[Extrait présenté]
Rejeter toutes fins, moyens et conclusions contraires,

Lui donner acte de ce qu'elle propose, si la cour l'estime nécessaire, de prendre à sa charge le solde de la consignation des frais d'expertise, afin que l'expert désigné puisse déposer son rapport définitif,

Condamner Maître [H] ès qualités de liquidateur de la SARL Pilotine au paiement de la somme de 10 000 € en application des dispositions de l'article 700 du code de procédure civile,

Le condamner aux entiers dépens de première instance et d'appel, avec application des dispositions de l'article 699 du code de procédure civile pour son conseil.

*****

Vu les dernières conclusions en date du 14 février 2007 de maître [H], ès qualités de liquidateur judiciaire de la SARL Pilotine, auxquelles il est expressément référé pour plus ample et complet exposé des motifs et du dispositif, et demandant à la cour de :

Rejetant toutes conclusions plus amples ou contraires ,

Constater que l'absence d'autorisation d'exploitation administrative n'a pas permis à la SARL Pilotine de prendre des mesures de redressement et, en cela, a directement et nécessairement entraîné la perte de son fonds de commerce,

Par conséquent,

Confirmer le jugement en ce qu'il a :

- condamné la SARL Le Foehn à payer à SARL Pilotine représentée par maître [H] ès qualités de mandataire liquidateur:

* la somme de 643 911,23 euros au titre des dépenses réglées par la SARL Pilotine dans le cadre de l'exécution du bail et la création du fonds de commerce,

* celle de 314 000 euros au titre de la valeur du fonds de commerce,

- dit que ces sommes porteront intérêts à compter du

1er août 2005,

- ordonné la capitalisation des intérêts échus,

- condamné la SARL Le Foehn aux dépens en ce compris les frais d'expertise de Monsieur [X],

Infirmer le jugement rendu en ce qu'il a :

- fixé la créance de la SARL Le Foehn au passif de la liquidation de la SARL Pilotine à la somme de 532 671,24 euros,

- condamné la SARL Le Foehn au paiement de la somme de

5 000 euros au titre de l'article 700 du code de procédure civile,

En conséquence,

Juger que le bail commercial est résolu à compter du

1er août 2015,

Partant,

Dire qu'il n'y a lieu à aucune indemnité d'occupation due par le preneur,

Si par impossible la cour décidait de prononcer une indemnité d'occupation,

Juger que tenant le manquement du bailleur à son obligation de délivrance conforme, soit le défaut d'autorisation d'exploitation commerciale, le loyer de référence est celui d'un local industriel raisonnablement fixé à la somme de 35 € du mètre carré,

Fixer le montant de l'indemnité d'occupation à la somme de 246 225 € TTC,

Condamner la SARL le Foehn à payer à la SARL Pilotine et Maître [H] ès qualités la somme de 8 000 € en application des dispositions de l'article 700 du code de procédure civile.

[Entrées de données]
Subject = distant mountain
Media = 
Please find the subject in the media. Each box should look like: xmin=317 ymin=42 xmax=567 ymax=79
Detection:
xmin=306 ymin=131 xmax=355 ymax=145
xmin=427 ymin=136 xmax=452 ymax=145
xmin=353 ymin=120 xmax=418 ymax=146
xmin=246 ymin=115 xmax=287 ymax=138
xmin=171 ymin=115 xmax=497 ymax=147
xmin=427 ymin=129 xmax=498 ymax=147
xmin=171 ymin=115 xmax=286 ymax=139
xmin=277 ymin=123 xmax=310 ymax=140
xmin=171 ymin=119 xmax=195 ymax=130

[Tâche courte] Recopiez mot pour mot l'intégralité de l'extrait de conclusions judiciaires, du début à la fin. Les enregistrements proviennent d'une autre source.

[La réponse]
Rejeter toutes fins, moyens et conclusions contraires,

Lui donner acte de ce qu'elle propose, si la cour l'estime nécessaire, de prendre à sa charge le solde de la consignation des frais d'expertise, afin que l'expert désigné puisse déposer son rapport définitif,

Condamner Maître [H] ès qualités de liquidateur de la SARL Pilotine au paiement de la somme de 10 000 € en application des dispositions de l'article 700 du code de procédure civile,

Le condamner aux entiers dépens de première instance et d'appel, avec application des dispositions de l'article 699 du code de procédure civile pour son conseil.

*****

Vu les dernières conclusions en date du 14 février 2007 de maître [H], ès qualités de liquidateur judiciaire de la SARL Pilotine, auxquelles il est expressément référé pour plus ample et complet exposé des motifs et du dispositif, et demandant à la cour de :

Rejetant toutes conclusions plus amples ou contraires ,

Constater que l'absence d'autorisation d'exploitation administrative n'a pas permis à la SARL Pilotine de prendre des mesures de redressement et, en cela, a directement et nécessairement entraîné la perte de son fonds de commerce,

Par conséquent,

Confirmer le jugement en ce qu'il a :

- condamné la SARL Le Foehn à payer à SARL Pilotine représentée par maître [H] ès qualités de mandataire liquidateur:

* la somme de 643 911,23 euros au titre des dépenses réglées par la SARL Pilotine dans le cadre de l'exécution du bail et la création du fonds de commerce,

* celle de 314 000 euros au titre de la valeur du fonds de commerce,

- dit que ces sommes porteront intérêts à compter du

1er août 2005,

- ordonné la capitalisation des intérêts échus,

- condamné la SARL Le Foehn aux dépens en ce compris les frais d'expertise de Monsieur [X],

Infirmer le jugement rendu en ce qu'il a :

- fixé la créance de la SARL Le Foehn au passif de la liquidation de la SARL Pilotine à la somme de 532 671,24 euros,

- condamné la SARL Le Foehn au paiement de la somme de

5 000 euros au titre de l'article 700 du code de procédure civile,

En conséquence,

Juger que le bail commercial est résolu à compter du

1er août 2015,

Partant,

Dire qu'il n'y a lieu à aucune indemnité d'occupation due par le preneur,

Si par impossible la cour décidait de prononcer une indemnité d'occupation,

Juger que tenant le manquement du bailleur à son obligation de délivrance conforme, soit le défaut d'autorisation d'exploitation commerciale, le loyer de référence est celui d'un local industriel raisonnablement fixé à la somme de 35 € du mètre carré,

Fixer le montant de l'indemnité d'occupation à la somme de 246 225 € TTC,

Condamner la SARL le Foehn à payer à la SARL Pilotine et Maître [H] ès qualités la somme de 8 000 € en application des dispositions de l'article 700 du code de procédure civile.